> **TEXT SECTION**
════════════════════
3.) How a Second Consensus Layer Delivers DID Portability

Before turning to the third way KERI can relate to the blockchain layer beneath it, it is important to mention one crucial technical detail about how KERL logs work — like modern “NoDB” file systems, the are replicated and synchronized by consensus across a variable-sized cloud of nodes. Unlike blockchains, however, the stakes are lower as there is no double-spend problem to be solved: the size of the node cluster can grow or shrink, propagation can be fast or slow, and immutable, unanimous shared state is not required. Every event-chain does not need to reach every node, and overlapped networks of nodes can mutually reinforce each other even if they do not replicate 100% of each other’s logs.

This architecture flexibility around scope and domain can be a little hard to wrap one’s head around, but in plain language, it can be seen as a bridging technology between the stricter consensus systems that govern blockchains. This allows the verifications and assurances of different trust domains to be linked to one another, and allows individual identities to travel between them with more security. As one important feature of KERI is ledger-portability it mitigates the risk of a ledger lock-in when anchoring decentralized identifiers to a given chain. As key event logs can be stored on paper, on edge devices or in cloud infrastructures, KERI provides an instrument for ambient verifiability of an identifier.
════════════════════
> **PROVIDED RECORDS**

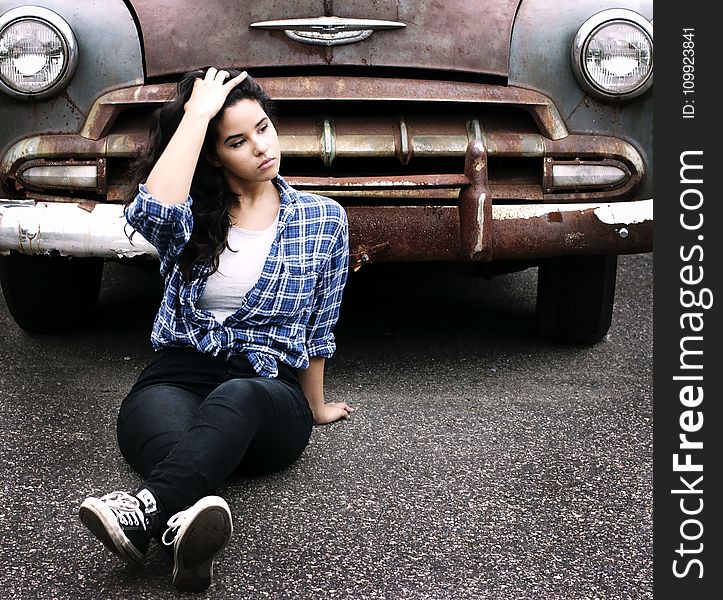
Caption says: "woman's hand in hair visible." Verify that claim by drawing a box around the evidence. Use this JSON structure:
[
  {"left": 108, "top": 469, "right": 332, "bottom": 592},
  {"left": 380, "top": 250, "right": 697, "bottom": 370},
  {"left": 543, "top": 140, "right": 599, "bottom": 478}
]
[{"left": 183, "top": 67, "right": 247, "bottom": 121}]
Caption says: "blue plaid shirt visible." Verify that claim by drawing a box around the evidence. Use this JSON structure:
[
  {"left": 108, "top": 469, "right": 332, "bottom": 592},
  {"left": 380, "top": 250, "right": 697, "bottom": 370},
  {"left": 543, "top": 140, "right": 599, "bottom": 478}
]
[{"left": 125, "top": 176, "right": 349, "bottom": 377}]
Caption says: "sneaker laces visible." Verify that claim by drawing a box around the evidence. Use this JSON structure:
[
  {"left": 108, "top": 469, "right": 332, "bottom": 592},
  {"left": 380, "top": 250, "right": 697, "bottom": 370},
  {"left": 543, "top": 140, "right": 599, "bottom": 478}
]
[
  {"left": 161, "top": 509, "right": 189, "bottom": 546},
  {"left": 101, "top": 492, "right": 146, "bottom": 529}
]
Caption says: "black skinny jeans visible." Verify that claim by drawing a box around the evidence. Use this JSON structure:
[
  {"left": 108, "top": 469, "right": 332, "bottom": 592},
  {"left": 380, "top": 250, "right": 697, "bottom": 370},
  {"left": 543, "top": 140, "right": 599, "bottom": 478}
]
[{"left": 117, "top": 348, "right": 313, "bottom": 523}]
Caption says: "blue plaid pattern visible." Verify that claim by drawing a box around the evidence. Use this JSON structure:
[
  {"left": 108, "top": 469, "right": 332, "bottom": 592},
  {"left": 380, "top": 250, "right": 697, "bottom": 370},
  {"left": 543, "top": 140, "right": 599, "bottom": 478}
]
[{"left": 125, "top": 176, "right": 349, "bottom": 377}]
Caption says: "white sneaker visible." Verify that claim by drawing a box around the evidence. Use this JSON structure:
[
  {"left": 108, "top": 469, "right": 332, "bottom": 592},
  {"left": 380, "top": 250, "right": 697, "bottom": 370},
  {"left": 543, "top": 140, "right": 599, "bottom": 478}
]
[{"left": 161, "top": 496, "right": 233, "bottom": 592}]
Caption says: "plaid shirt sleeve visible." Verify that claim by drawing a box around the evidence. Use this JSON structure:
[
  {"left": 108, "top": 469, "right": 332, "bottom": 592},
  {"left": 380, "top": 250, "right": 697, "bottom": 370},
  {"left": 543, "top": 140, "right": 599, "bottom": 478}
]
[
  {"left": 306, "top": 207, "right": 349, "bottom": 358},
  {"left": 125, "top": 184, "right": 193, "bottom": 276}
]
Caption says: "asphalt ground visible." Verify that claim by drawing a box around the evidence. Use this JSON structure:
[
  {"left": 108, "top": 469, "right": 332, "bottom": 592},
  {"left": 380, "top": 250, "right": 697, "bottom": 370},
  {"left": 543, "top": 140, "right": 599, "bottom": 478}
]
[{"left": 0, "top": 254, "right": 653, "bottom": 600}]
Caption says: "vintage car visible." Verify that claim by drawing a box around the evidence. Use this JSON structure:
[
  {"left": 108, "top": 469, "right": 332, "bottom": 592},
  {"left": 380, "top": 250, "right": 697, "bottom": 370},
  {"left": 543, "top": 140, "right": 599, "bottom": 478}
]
[{"left": 0, "top": 0, "right": 653, "bottom": 344}]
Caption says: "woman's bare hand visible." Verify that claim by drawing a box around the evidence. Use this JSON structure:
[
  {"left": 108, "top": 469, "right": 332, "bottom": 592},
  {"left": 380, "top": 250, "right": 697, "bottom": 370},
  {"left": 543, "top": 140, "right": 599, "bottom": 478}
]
[
  {"left": 314, "top": 402, "right": 356, "bottom": 425},
  {"left": 183, "top": 67, "right": 247, "bottom": 121}
]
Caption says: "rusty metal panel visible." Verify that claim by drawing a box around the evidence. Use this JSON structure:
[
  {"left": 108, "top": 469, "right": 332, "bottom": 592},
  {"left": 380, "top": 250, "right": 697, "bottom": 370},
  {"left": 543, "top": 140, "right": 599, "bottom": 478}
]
[
  {"left": 346, "top": 200, "right": 653, "bottom": 266},
  {"left": 331, "top": 0, "right": 519, "bottom": 76},
  {"left": 124, "top": 0, "right": 519, "bottom": 77}
]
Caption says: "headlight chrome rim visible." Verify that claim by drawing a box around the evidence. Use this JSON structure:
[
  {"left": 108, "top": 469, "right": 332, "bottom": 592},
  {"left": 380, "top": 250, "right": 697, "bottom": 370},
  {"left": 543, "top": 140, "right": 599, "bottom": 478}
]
[
  {"left": 0, "top": 6, "right": 78, "bottom": 100},
  {"left": 571, "top": 8, "right": 654, "bottom": 101}
]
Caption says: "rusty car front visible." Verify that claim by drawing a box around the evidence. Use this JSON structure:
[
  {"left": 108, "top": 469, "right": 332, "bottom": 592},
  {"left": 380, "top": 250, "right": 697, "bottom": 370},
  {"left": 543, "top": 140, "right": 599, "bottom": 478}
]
[{"left": 0, "top": 0, "right": 653, "bottom": 343}]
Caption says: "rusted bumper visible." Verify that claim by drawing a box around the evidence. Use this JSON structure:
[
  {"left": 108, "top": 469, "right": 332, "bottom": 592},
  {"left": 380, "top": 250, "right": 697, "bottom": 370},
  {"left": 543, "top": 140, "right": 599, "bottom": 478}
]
[{"left": 0, "top": 197, "right": 653, "bottom": 266}]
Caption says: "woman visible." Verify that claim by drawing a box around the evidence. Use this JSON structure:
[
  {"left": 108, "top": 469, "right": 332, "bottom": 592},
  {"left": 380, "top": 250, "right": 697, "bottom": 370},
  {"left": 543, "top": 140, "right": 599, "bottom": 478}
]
[{"left": 80, "top": 67, "right": 353, "bottom": 591}]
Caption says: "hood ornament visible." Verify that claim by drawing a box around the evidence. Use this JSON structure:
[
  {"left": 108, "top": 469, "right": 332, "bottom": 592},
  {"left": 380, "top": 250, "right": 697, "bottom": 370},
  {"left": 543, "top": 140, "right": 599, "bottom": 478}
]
[{"left": 250, "top": 17, "right": 406, "bottom": 46}]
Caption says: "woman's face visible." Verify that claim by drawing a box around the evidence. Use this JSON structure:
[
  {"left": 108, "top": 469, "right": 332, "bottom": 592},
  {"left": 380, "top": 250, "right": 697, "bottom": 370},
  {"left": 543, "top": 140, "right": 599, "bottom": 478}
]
[{"left": 210, "top": 99, "right": 281, "bottom": 190}]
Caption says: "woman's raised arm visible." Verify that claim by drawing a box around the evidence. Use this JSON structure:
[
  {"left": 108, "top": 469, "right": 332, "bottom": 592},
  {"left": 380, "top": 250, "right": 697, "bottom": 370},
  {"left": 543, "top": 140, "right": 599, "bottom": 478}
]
[{"left": 146, "top": 67, "right": 246, "bottom": 204}]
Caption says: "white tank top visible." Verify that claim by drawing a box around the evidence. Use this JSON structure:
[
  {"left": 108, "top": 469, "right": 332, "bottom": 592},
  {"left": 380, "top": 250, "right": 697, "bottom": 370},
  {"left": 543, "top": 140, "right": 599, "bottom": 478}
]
[{"left": 196, "top": 215, "right": 279, "bottom": 323}]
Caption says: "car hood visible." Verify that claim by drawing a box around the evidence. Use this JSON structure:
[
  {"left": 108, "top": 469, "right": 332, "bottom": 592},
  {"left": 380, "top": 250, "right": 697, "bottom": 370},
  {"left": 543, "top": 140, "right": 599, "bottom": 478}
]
[{"left": 129, "top": 0, "right": 520, "bottom": 78}]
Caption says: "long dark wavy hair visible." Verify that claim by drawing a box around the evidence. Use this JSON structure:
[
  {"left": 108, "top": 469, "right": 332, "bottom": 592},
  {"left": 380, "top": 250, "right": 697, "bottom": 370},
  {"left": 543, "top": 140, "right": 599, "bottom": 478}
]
[{"left": 127, "top": 68, "right": 275, "bottom": 281}]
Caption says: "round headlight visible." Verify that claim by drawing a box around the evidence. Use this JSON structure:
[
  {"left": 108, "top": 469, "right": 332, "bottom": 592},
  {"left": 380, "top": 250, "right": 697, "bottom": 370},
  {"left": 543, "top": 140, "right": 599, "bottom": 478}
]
[
  {"left": 0, "top": 6, "right": 78, "bottom": 99},
  {"left": 572, "top": 9, "right": 653, "bottom": 100}
]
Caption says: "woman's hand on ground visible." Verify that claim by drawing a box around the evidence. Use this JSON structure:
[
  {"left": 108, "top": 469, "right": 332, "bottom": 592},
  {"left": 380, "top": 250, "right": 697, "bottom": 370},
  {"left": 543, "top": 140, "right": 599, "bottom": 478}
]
[
  {"left": 183, "top": 67, "right": 247, "bottom": 120},
  {"left": 314, "top": 402, "right": 356, "bottom": 425}
]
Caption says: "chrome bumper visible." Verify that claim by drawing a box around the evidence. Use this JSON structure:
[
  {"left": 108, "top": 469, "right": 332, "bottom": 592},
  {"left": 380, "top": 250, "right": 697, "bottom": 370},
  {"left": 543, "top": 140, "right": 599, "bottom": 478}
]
[
  {"left": 0, "top": 200, "right": 157, "bottom": 258},
  {"left": 0, "top": 199, "right": 653, "bottom": 264}
]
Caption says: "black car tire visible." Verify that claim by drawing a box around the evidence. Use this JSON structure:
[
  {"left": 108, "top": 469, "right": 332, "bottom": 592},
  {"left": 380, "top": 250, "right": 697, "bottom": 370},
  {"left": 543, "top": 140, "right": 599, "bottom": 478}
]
[
  {"left": 536, "top": 255, "right": 618, "bottom": 345},
  {"left": 0, "top": 252, "right": 103, "bottom": 333}
]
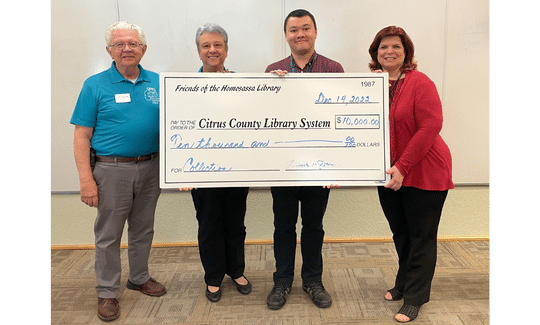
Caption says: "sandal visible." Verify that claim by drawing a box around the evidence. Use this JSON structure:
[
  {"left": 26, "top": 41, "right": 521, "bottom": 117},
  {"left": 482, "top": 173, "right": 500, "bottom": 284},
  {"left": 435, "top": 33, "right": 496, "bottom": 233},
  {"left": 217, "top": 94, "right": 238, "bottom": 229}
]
[
  {"left": 396, "top": 305, "right": 420, "bottom": 323},
  {"left": 384, "top": 288, "right": 403, "bottom": 301}
]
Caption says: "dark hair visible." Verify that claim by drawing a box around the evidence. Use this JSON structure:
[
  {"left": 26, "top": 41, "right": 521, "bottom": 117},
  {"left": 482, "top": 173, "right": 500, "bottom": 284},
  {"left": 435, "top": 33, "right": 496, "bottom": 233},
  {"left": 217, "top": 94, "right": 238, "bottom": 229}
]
[
  {"left": 369, "top": 26, "right": 417, "bottom": 72},
  {"left": 283, "top": 9, "right": 317, "bottom": 33}
]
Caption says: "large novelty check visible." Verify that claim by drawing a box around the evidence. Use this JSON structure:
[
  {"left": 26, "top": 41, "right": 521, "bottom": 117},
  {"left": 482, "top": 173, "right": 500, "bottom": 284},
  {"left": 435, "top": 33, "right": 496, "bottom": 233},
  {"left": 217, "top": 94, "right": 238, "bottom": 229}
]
[{"left": 160, "top": 72, "right": 390, "bottom": 188}]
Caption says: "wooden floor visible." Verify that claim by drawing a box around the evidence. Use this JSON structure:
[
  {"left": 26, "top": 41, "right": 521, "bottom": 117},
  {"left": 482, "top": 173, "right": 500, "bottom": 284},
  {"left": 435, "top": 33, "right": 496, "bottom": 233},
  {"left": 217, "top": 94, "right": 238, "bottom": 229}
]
[{"left": 51, "top": 241, "right": 490, "bottom": 325}]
════════════════════
Write out the DID portability section again, everything from "3.) How a Second" down to "each other’s logs.", with "nodes" swapped for "servers" each time it appears.

> **EXPECTED ANSWER**
3.) How a Second Consensus Layer Delivers DID Portability

Before turning to the third way KERI can relate to the blockchain layer beneath it, it is important to mention one crucial technical detail about how KERL logs work — like modern “NoDB” file systems, the are replicated and synchronized by consensus across a variable-sized cloud of servers. Unlike blockchains, however, the stakes are lower as there is no double-spend problem to be solved: the size of the node cluster can grow or shrink, propagation can be fast or slow, and immutable, unanimous shared state is not required. Every event-chain does not need to reach every node, and overlapped networks of servers can mutually reinforce each other even if they do not replicate 100% of each other’s logs.